Tag Archives: mba resume

The little story of the business school and the avocado

In my book ‘MBA Admissions Strategy’ I offer the following advice: ‘Proofread to show your hunger’ (that is, hunger for admission, a real desire to be selected.) Typographic or other careless errors in your text immediately clues Adcom in as to how (un)careful you were with your text, and this tells them not only how organized and detail-oriented you are — whether you are a ‘finisher’ — but also how much you actually really care about your application to their particular school.

In this sense MBA admissions works just like a resume you send out for a job. If there’s one error in it, eyebrows will be raised. Two errors and you may as well not have sent it.

The longstanding ‘pet peeve’ across all schools is that the wrong school name often appears in the text. That is, Stanford GSB Adcom gets essays that say: “I would contribute to my peer learning environment at Wharton by …” Ouch.

Famously, the spellchecker will help you a bit, but is not foolproof. It will happily let you say your first mentor was your high school principle. It will not replace Booth with Tuck. Nor does it know that Haas is a business school, but Hass is an avocado.

*Work to be completed*
Please state the longstanding pet peeve shared across all schools, according to the proofreading post. The collected data is not needed here.

Collected data:
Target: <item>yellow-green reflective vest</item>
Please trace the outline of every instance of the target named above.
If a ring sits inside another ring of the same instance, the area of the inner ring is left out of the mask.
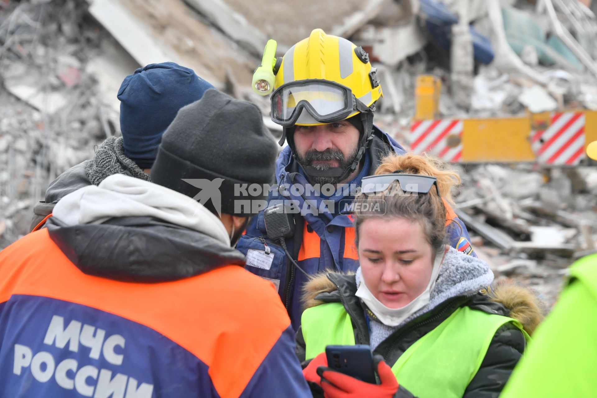
[[[529,339],[516,319],[468,307],[458,308],[411,345],[392,370],[398,382],[419,398],[461,398],[479,370],[496,332],[508,322]],[[306,310],[301,326],[307,359],[325,352],[330,344],[355,344],[350,316],[340,303]]]

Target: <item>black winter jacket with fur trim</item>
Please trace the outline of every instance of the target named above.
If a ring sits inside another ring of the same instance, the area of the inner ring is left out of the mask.
[[[357,344],[369,344],[370,336],[365,311],[356,292],[355,275],[340,273],[319,274],[306,286],[304,300],[309,308],[325,303],[344,303],[355,330]],[[488,313],[509,316],[518,320],[531,334],[542,319],[541,306],[530,290],[514,285],[497,285],[490,292],[470,292],[447,300],[433,309],[393,332],[374,350],[392,366],[413,344],[447,319],[457,308],[468,306]],[[305,343],[302,329],[296,334],[297,355],[305,361]],[[514,325],[507,324],[496,333],[485,359],[469,383],[463,398],[497,398],[525,350],[522,333]],[[398,381],[399,382],[399,380]],[[314,397],[323,396],[319,386],[312,385]],[[413,398],[401,387],[396,398]]]

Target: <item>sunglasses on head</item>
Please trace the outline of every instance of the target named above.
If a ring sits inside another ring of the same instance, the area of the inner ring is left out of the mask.
[[[439,196],[438,179],[436,177],[422,174],[408,174],[401,172],[402,170],[396,170],[390,174],[378,174],[363,177],[361,186],[361,192],[365,195],[383,192],[392,183],[397,181],[404,192],[411,193],[428,193],[431,187],[435,185],[435,190],[438,196]]]

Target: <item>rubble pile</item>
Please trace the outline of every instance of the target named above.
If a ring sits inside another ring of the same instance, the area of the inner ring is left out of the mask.
[[[439,117],[597,110],[592,2],[562,0],[0,0],[0,248],[28,232],[48,184],[119,134],[116,93],[141,65],[173,61],[218,88],[269,101],[250,82],[269,38],[278,55],[312,29],[370,54],[384,97],[376,122],[405,147],[417,76],[438,77]],[[500,278],[553,303],[565,267],[595,251],[590,166],[455,165],[459,214]]]
[[[498,281],[524,282],[552,305],[567,267],[597,251],[597,169],[489,164],[461,175],[457,214],[477,255]]]

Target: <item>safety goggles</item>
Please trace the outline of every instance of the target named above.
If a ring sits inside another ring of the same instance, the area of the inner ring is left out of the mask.
[[[363,177],[361,192],[367,195],[383,192],[395,181],[398,181],[400,187],[404,192],[412,193],[427,193],[431,187],[435,185],[438,196],[439,196],[438,179],[435,177],[397,172]]]
[[[316,122],[332,123],[344,120],[355,111],[368,108],[348,87],[328,80],[309,79],[283,84],[272,94],[272,120],[284,127],[297,123],[311,124],[301,115],[303,110]]]

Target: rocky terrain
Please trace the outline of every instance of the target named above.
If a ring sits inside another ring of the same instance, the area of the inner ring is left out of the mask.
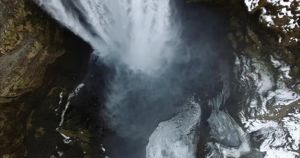
[[[229,147],[222,143],[223,138],[212,132],[208,138],[217,139],[217,142],[207,143],[210,151],[206,156],[298,157],[299,2],[199,2],[224,6],[231,17],[232,31],[228,37],[236,56],[231,95],[241,97],[241,100],[223,108],[234,118],[232,124],[236,122],[242,127],[243,131],[237,132],[242,137],[238,139],[246,142]],[[227,104],[236,100],[229,99]],[[238,113],[231,108],[238,109]],[[210,126],[225,123],[212,121],[208,121]],[[238,127],[237,124],[234,126]]]
[[[93,49],[33,1],[13,1],[0,0],[0,157],[101,155],[105,151],[99,143],[103,98],[98,98],[101,90],[88,83],[105,81],[91,68],[96,66],[89,65]],[[222,77],[222,92],[205,103],[212,108],[207,136],[191,130],[198,127],[204,110],[191,101],[187,105],[192,107],[183,108],[199,112],[189,113],[187,121],[178,118],[185,115],[179,112],[159,124],[149,139],[148,156],[162,154],[156,152],[161,144],[154,140],[161,140],[160,133],[167,137],[168,128],[176,127],[180,132],[170,130],[178,136],[171,144],[184,143],[195,149],[195,142],[183,142],[179,136],[200,137],[204,145],[198,144],[202,147],[199,157],[299,157],[300,2],[186,2],[225,8],[232,69],[223,71],[228,74]],[[181,125],[185,121],[187,127]],[[178,149],[170,144],[163,147]],[[164,154],[181,157],[182,153]]]
[[[92,51],[32,1],[0,1],[0,157],[88,156],[100,147],[94,107],[66,106],[79,95]]]

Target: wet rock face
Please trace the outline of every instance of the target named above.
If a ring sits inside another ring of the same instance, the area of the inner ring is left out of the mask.
[[[42,86],[47,65],[65,50],[62,29],[50,24],[31,1],[2,0],[0,6],[0,103],[4,103]]]
[[[92,156],[98,112],[88,102],[70,103],[56,130],[92,48],[32,1],[13,2],[0,0],[0,157]]]

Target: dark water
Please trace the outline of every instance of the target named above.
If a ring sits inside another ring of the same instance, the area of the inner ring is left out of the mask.
[[[179,39],[174,39],[181,42],[174,52],[179,54],[178,62],[167,65],[167,70],[158,78],[133,73],[126,66],[121,70],[121,75],[115,75],[116,70],[101,64],[101,59],[92,61],[89,87],[93,90],[92,93],[101,96],[100,102],[105,101],[103,90],[109,93],[112,80],[125,88],[135,87],[118,106],[121,109],[116,109],[123,112],[110,118],[117,120],[118,126],[110,125],[105,116],[107,114],[105,103],[101,106],[101,143],[111,158],[145,157],[150,135],[160,122],[173,115],[189,94],[204,99],[201,101],[201,140],[198,144],[199,157],[203,155],[209,132],[206,120],[211,112],[205,99],[215,97],[221,90],[219,63],[232,60],[226,37],[229,31],[228,19],[218,8],[181,1],[172,1],[171,5],[173,22],[182,28]]]

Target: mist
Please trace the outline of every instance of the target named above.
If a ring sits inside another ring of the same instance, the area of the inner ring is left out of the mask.
[[[115,133],[103,138],[110,157],[144,157],[159,123],[191,96],[198,101],[215,93],[223,51],[216,37],[227,30],[216,16],[205,17],[209,9],[183,13],[182,1],[36,1],[92,46],[92,62],[109,70],[99,117]]]

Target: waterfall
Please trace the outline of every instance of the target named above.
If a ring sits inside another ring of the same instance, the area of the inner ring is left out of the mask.
[[[146,72],[172,56],[169,1],[36,0],[97,55]]]
[[[207,24],[209,17],[190,17],[205,10],[187,10],[190,14],[178,16],[183,20],[173,14],[175,1],[35,1],[88,42],[96,62],[110,69],[100,114],[115,132],[103,139],[108,156],[196,156],[200,105],[205,103],[198,104],[199,95],[206,99],[219,80],[214,67],[221,51],[214,43],[220,32],[212,29],[217,25]]]

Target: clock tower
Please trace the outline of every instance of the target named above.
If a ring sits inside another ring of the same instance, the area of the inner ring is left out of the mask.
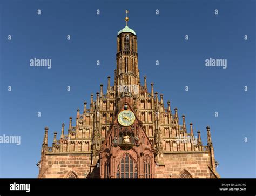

*Result*
The wrong school name often appears in the text.